▸ PAGE TEXT:
--- START ---

Israel on Monday launched its most intense military operation in the occupied West Bank in nearly two decades, carrying out a series of drone strikes and sending hundreds of troops on an open-ended mission. At least ten Palestinians were killed and dozens wounded.
The operation took place in the Jenin refugee camp — an area in the northern West Bank. The fighting, which began shortly after midnight, continued past nightfall.
Throughout the day, black smoke rose from the crowded streets of the camp, a densely populated neighborhood that is home to some 14,000 people, while exchanges of fire rang out and drones could be heard buzzing overhead. Military bulldozers plowed through narrow streets, damaging buildings as they cleared the way for Israeli forces.
“There are bulldozers destroying the streets, snipers are inside and on roofs of houses, drones are hitting houses and Palestinians are killed in the streets,” said Jamal Huweil, a political activist in the camp, predicting the operation would fail.
The military blocked traffic in and out of Jenin, and the city resembled a ghost town. Streets were empty as armored Israeli vehicles patrolled. Piles of burning tires and garbage containers littered traffic circles. Power and water supplies were knocked out in the camp.
With the sound of shooting and explosions in the background, at least 10 ambulances rushed to the overwhelmed local hospital as relatives checked to see if loved ones were inside. One ambulance arrived with a bullet hole in front.

--- END ---

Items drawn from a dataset
--- START ---

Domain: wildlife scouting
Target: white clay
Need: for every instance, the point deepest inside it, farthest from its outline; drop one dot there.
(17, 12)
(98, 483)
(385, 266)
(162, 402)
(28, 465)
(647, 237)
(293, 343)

--- END ---

▸ REQUIRED WORK:
- 1) Using the article on the Jenin operation, decide whether each statement agrees with it: (a) the fighting began shortly after midnight; (b) the Jenin refugee camp is in the southern West Bank; (c) power and water supplies remained available in the camp. Give yes or no for each, with the deciding words quoted.
- 2) Recast the paragraph of the article on the Jenin operation that begins "The military blocked traffic" as a bulleted list that keeps its main facts.
- 3) Reproduce the article on the Jenin operation verbatim, from "Israel on Monday" to "continued past nightfall.".

▸ ANSWERS FOR EACH ITEM:
- 1)
(a) Yes: "The fighting, which began shortly after midnight, continued past nightfall."
(b) No: "an area in the northern West Bank."
(c) No: "Power and water supplies were knocked out in the camp."

- 2)
- The military blocked traffic into and out of Jenin, and the city looked like a ghost town.
- Streets were empty while armored Israeli vehicles patrolled.
- Burning tires and garbage containers were piled at traffic circles.
- The camp lost power and water.

- 3)
Israel on Monday launched its most intense military operation in the occupied West Bank in nearly two decades, carrying out a series of drone strikes and sending hundreds of troops on an open-ended mission. At least ten Palestinians were killed and dozens wounded.
The operation took place in the Jenin refugee camp — an area in the northern West Bank. The fighting, which began shortly after midnight, continued past nightfall.